Supplied data
>>>

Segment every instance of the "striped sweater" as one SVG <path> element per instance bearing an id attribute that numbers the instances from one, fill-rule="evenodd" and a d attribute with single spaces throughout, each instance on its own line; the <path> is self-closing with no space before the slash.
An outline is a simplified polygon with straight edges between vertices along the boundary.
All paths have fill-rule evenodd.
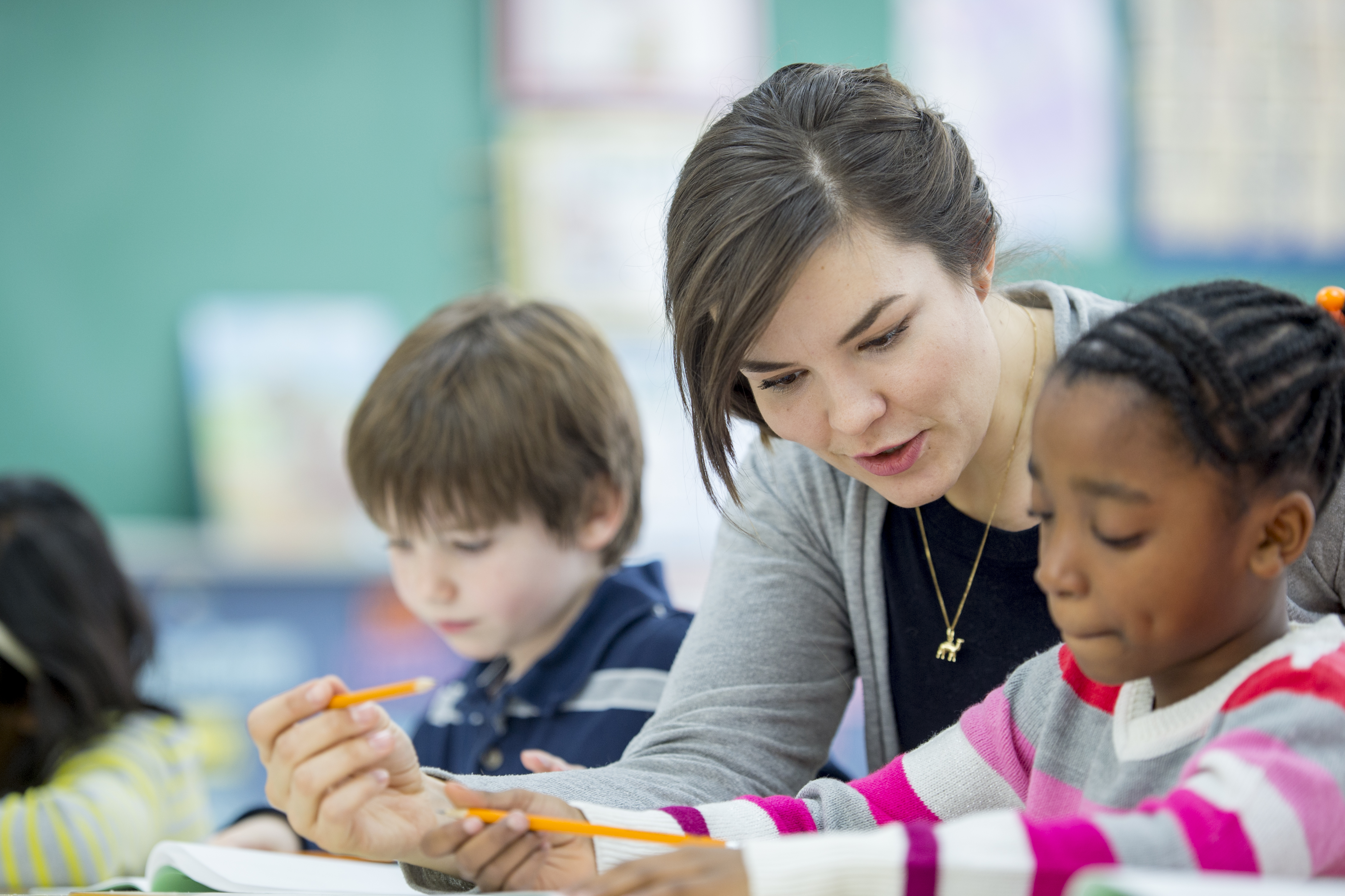
<path id="1" fill-rule="evenodd" d="M 143 875 L 160 840 L 210 832 L 206 785 L 182 724 L 125 716 L 50 782 L 0 797 L 3 892 Z"/>
<path id="2" fill-rule="evenodd" d="M 1153 708 L 1069 649 L 850 785 L 589 821 L 742 841 L 753 896 L 1060 893 L 1084 865 L 1345 875 L 1345 626 L 1326 617 Z M 826 833 L 780 838 L 779 834 Z M 597 838 L 600 870 L 662 852 Z"/>

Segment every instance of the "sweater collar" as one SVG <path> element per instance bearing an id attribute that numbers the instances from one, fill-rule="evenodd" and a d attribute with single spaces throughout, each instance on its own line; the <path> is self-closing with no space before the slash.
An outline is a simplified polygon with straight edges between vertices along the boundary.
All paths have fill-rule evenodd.
<path id="1" fill-rule="evenodd" d="M 1294 665 L 1310 666 L 1345 642 L 1340 617 L 1328 615 L 1313 625 L 1290 625 L 1289 634 L 1271 641 L 1202 688 L 1170 707 L 1154 709 L 1154 685 L 1149 678 L 1127 681 L 1116 696 L 1111 743 L 1120 762 L 1154 759 L 1205 736 L 1224 703 L 1258 669 L 1293 657 Z"/>

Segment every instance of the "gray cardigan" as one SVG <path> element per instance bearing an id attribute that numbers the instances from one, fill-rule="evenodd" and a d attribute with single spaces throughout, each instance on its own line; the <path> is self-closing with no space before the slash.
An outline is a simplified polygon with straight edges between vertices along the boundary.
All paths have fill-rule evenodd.
<path id="1" fill-rule="evenodd" d="M 1046 281 L 1013 301 L 1054 312 L 1056 351 L 1126 308 Z M 827 759 L 855 677 L 863 681 L 869 767 L 902 746 L 888 674 L 881 535 L 888 501 L 792 442 L 753 445 L 736 525 L 721 525 L 701 606 L 654 717 L 621 759 L 545 775 L 464 775 L 480 790 L 525 787 L 564 799 L 652 809 L 795 794 Z M 1341 610 L 1345 502 L 1323 510 L 1294 566 L 1293 615 Z M 412 883 L 445 888 L 408 868 Z"/>

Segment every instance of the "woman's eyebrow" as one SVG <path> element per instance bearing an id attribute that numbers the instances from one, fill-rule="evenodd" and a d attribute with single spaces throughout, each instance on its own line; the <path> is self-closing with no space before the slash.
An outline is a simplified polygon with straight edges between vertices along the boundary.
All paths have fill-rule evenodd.
<path id="1" fill-rule="evenodd" d="M 845 345 L 850 340 L 853 340 L 857 336 L 859 336 L 861 333 L 863 333 L 863 330 L 866 330 L 870 326 L 873 326 L 873 321 L 878 320 L 878 314 L 881 314 L 884 312 L 884 309 L 886 309 L 888 305 L 890 305 L 892 302 L 897 301 L 898 298 L 902 298 L 904 296 L 905 296 L 905 293 L 893 293 L 892 296 L 886 296 L 886 297 L 880 298 L 878 301 L 876 301 L 873 305 L 869 306 L 869 310 L 865 312 L 863 317 L 861 317 L 855 322 L 854 326 L 851 326 L 850 329 L 847 329 L 845 332 L 845 336 L 842 336 L 839 340 L 837 340 L 837 345 L 838 347 L 839 345 Z"/>

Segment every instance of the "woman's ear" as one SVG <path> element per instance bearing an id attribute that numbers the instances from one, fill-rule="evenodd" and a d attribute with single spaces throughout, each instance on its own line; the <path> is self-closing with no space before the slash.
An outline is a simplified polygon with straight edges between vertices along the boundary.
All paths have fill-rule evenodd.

<<<

Directions
Reproduce the lines above with "simplified polygon" replaced by "rough polygon" throughout and everything else unchanged. Leave out the pictures.

Problem solution
Segment every instance of the "striped sweater" as one SVG <path> element per instance bearing an id attribute that numbers the instances from one, fill-rule="evenodd" and a d attribute with single spaces throughout, each instance on its own line; the <path> is self-closing with no space before the slash.
An outline is a rough polygon with straight edges between vertices along the boundary.
All paths have fill-rule evenodd.
<path id="1" fill-rule="evenodd" d="M 143 875 L 160 840 L 210 832 L 206 785 L 182 724 L 125 716 L 50 782 L 0 797 L 3 892 Z"/>
<path id="2" fill-rule="evenodd" d="M 1153 708 L 1069 649 L 850 785 L 589 821 L 742 841 L 753 896 L 1060 893 L 1084 865 L 1345 875 L 1345 626 L 1326 617 Z M 826 833 L 780 838 L 779 834 Z M 597 838 L 600 870 L 662 852 Z"/>

Segment every instance of the "sweater collar" as one SVG <path> element per instance bearing an id attribute that numbers the instances from one, fill-rule="evenodd" and a d attribute with single spaces throughout, each instance on its own line; the <path> is self-closing with no space before the slash.
An outline is a rough polygon with straight edges between vertices along the boundary.
All paths have fill-rule evenodd.
<path id="1" fill-rule="evenodd" d="M 1294 665 L 1310 666 L 1345 642 L 1340 617 L 1328 615 L 1313 625 L 1290 625 L 1289 634 L 1271 641 L 1202 688 L 1170 707 L 1154 709 L 1154 685 L 1149 678 L 1127 681 L 1116 696 L 1111 743 L 1120 762 L 1154 759 L 1205 736 L 1224 703 L 1258 669 L 1293 657 Z"/>

Segment every instance of the "gray cardigan" as one SVG <path> element per instance bearing an id attribute that numbers the instances from one, fill-rule="evenodd" and a d attribute with single spaces throughout, each instance on its own line; the <path> is self-closing with no space before the slash.
An outline is a rough polygon with straight edges between vertices along the boundary.
All paths have fill-rule evenodd.
<path id="1" fill-rule="evenodd" d="M 1046 281 L 1013 301 L 1054 312 L 1056 351 L 1126 308 Z M 827 759 L 855 677 L 863 681 L 869 767 L 902 746 L 888 674 L 881 535 L 888 501 L 792 442 L 753 445 L 736 525 L 721 525 L 701 606 L 654 717 L 621 759 L 545 775 L 464 775 L 480 790 L 525 787 L 564 799 L 652 809 L 795 794 Z M 1341 610 L 1345 502 L 1323 510 L 1294 566 L 1293 615 Z M 412 883 L 445 888 L 408 868 Z"/>

Segment every instance of the "woman's eyebrow" as one SVG <path> element per instance bearing an id attribute that numbers the instances from one, fill-rule="evenodd" and a d attribute with single spaces throughout, each instance on its own line; the <path> is self-closing with no space before the slash.
An outline is a rough polygon with straight edges between vertices along the boundary.
All paths have fill-rule evenodd.
<path id="1" fill-rule="evenodd" d="M 845 345 L 850 340 L 853 340 L 857 336 L 859 336 L 861 333 L 863 333 L 863 330 L 866 330 L 870 326 L 873 326 L 873 321 L 878 320 L 878 314 L 881 314 L 884 312 L 884 309 L 886 309 L 888 305 L 890 305 L 892 302 L 897 301 L 898 298 L 902 298 L 904 296 L 905 296 L 905 293 L 893 293 L 892 296 L 886 296 L 886 297 L 880 298 L 878 301 L 876 301 L 873 305 L 869 306 L 869 310 L 865 312 L 863 317 L 861 317 L 855 322 L 854 326 L 851 326 L 850 329 L 847 329 L 845 332 L 845 336 L 842 336 L 839 340 L 837 340 L 837 345 L 838 347 L 839 345 Z"/>

Segment every instance of the "woman's ear" as one SVG <path> element per instance bearing an id attribute that numbers the instances from one, fill-rule="evenodd" and a d attribute with single spaces throughout, each instance on its own line; the <path> is self-closing with no space before the slash.
An outline is a rough polygon with straight edges between vertices along the boundary.
All paths have fill-rule evenodd.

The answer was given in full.